WRITTEN EXERCISE:
Print all the records exactly, please.

--------------------------------

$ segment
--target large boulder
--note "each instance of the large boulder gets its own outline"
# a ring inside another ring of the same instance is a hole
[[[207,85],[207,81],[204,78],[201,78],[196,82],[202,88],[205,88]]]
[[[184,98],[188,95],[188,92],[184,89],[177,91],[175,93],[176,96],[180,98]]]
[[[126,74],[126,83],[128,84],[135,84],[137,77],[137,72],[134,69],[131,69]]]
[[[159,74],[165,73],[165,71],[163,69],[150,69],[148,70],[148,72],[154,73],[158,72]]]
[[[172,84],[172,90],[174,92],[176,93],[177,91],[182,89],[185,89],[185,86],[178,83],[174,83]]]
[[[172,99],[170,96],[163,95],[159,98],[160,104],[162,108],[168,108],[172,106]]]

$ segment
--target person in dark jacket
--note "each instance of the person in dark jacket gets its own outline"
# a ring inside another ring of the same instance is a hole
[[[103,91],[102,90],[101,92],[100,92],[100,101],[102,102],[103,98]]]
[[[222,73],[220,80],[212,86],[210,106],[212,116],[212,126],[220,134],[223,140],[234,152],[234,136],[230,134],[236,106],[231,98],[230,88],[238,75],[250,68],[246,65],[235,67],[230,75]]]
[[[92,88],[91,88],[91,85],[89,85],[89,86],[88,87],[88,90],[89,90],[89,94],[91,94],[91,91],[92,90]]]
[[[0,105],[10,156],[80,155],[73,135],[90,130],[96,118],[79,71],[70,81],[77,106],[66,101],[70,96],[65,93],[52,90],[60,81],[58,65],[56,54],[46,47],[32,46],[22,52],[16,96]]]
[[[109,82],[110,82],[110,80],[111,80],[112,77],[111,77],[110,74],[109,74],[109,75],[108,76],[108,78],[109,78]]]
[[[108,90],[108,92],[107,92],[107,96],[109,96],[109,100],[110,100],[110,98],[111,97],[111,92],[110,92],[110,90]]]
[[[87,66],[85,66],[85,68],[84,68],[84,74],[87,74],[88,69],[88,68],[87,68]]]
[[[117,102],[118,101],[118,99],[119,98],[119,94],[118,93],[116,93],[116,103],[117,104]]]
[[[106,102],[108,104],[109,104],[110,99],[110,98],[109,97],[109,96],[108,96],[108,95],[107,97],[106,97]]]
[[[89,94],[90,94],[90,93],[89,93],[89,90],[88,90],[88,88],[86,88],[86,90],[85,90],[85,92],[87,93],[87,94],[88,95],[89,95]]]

--------------------------------

FINAL RESULT:
$ segment
--target large boulder
--note "each instance of the large boulder gets its own outline"
# a ring inside another ring of the same instance is a hole
[[[207,85],[207,81],[204,78],[201,78],[196,82],[202,88],[205,88]]]
[[[184,98],[188,95],[188,92],[184,89],[177,91],[175,93],[176,96],[180,98]]]
[[[126,74],[126,83],[128,84],[135,84],[137,77],[137,72],[134,69],[131,69]]]
[[[159,74],[165,73],[165,71],[163,69],[150,69],[148,70],[148,72],[154,73],[158,72]]]
[[[172,84],[172,90],[174,92],[176,93],[177,91],[182,89],[185,89],[185,86],[178,83],[174,83]]]
[[[172,99],[170,96],[163,95],[159,98],[160,104],[162,108],[168,108],[172,106]]]

$ segment
--target person in dark jacket
--note "each instance of the person in dark jacket gets its own outline"
# a ring inside another ring of the same instance is a hole
[[[103,91],[102,90],[101,92],[100,92],[100,101],[102,102],[103,98]]]
[[[222,73],[220,80],[212,86],[210,106],[212,116],[212,126],[220,134],[223,140],[234,152],[234,136],[230,134],[236,106],[231,98],[230,88],[238,75],[250,68],[246,65],[235,67],[230,75]]]
[[[92,88],[91,88],[91,85],[89,85],[89,86],[88,87],[88,90],[89,90],[89,94],[91,94],[91,91],[92,90]]]
[[[0,105],[10,156],[80,155],[73,135],[90,130],[96,118],[79,71],[70,81],[77,106],[66,101],[70,96],[65,93],[52,90],[60,81],[58,65],[56,54],[46,47],[32,46],[22,52],[16,96]]]
[[[109,82],[110,82],[110,80],[111,80],[112,77],[111,77],[110,74],[109,74],[109,75],[108,76],[108,78],[109,78]]]
[[[108,90],[108,92],[107,92],[107,96],[109,96],[109,100],[110,100],[110,98],[111,97],[111,92],[110,92],[110,90]]]
[[[87,66],[85,66],[85,68],[84,68],[84,74],[87,74],[88,69],[88,68],[87,68]]]
[[[117,102],[118,101],[118,99],[119,98],[119,94],[118,93],[116,93],[116,103],[117,104]]]
[[[106,102],[108,104],[109,104],[110,99],[110,98],[109,97],[109,96],[108,96],[108,95],[107,97],[106,97]]]
[[[89,94],[90,94],[90,93],[89,93],[89,90],[88,90],[88,88],[86,88],[86,90],[85,90],[85,92],[87,93],[87,94],[88,95],[89,95]]]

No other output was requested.